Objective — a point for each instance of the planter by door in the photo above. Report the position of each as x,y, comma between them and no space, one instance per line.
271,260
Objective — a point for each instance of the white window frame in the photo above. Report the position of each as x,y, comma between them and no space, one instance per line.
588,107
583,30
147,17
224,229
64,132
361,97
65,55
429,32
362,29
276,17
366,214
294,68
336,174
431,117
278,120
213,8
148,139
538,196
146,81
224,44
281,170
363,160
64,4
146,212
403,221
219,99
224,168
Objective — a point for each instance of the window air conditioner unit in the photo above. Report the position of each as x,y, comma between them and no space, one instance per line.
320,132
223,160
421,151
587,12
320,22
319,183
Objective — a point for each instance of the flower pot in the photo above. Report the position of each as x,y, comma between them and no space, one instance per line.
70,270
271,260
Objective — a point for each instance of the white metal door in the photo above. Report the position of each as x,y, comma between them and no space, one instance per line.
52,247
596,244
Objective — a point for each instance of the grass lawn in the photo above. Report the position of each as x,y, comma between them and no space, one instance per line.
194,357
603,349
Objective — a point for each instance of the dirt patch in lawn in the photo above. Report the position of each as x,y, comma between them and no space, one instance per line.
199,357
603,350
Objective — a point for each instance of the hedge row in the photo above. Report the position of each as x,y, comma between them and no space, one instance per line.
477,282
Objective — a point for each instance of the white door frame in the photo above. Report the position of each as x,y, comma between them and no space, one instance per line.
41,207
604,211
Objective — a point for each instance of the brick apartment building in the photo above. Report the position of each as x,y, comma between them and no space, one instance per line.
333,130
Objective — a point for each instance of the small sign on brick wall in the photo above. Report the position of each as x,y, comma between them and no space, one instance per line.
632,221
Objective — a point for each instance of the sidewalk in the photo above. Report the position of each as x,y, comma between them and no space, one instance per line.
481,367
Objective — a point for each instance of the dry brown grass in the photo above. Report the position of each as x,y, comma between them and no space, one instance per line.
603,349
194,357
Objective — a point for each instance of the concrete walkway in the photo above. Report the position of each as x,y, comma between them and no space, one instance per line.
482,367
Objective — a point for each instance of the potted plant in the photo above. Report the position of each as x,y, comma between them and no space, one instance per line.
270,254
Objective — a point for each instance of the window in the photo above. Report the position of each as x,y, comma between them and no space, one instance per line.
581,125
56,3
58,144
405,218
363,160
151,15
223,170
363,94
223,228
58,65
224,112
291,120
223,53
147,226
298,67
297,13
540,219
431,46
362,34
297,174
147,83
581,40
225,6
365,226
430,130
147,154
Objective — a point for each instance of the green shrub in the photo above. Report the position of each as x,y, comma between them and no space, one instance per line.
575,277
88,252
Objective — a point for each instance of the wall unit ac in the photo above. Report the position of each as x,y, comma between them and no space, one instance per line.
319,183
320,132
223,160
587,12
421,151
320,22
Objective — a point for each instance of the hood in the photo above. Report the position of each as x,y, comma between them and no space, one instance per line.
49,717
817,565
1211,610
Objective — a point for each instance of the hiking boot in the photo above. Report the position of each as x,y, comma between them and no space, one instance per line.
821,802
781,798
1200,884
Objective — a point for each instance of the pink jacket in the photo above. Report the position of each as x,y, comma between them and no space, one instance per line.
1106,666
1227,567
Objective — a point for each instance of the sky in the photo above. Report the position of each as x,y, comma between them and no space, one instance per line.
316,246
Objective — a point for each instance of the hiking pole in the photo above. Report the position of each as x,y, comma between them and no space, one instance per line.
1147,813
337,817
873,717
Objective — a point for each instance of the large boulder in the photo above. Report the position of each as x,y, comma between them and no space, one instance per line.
——
What you have to do –
Reproduce, word for word, only the lines from the one that contains "Objective — a point for each instance of the sky" through the final line.

Task answer –
Objective — a point for each instance of the sky in the photo above. Report the position of each as x,y, comma between them and no space, one instance per line.
316,246
Objective — a point for each instance of the hiking pole in the photo above. Report the position of each as x,y, comma between them and no space, one instance per line.
1147,813
337,817
873,717
Objective — a point for each instance of the large boulder in the photo above. Report the position of each as x,y, comma between them and no space, one instance per line.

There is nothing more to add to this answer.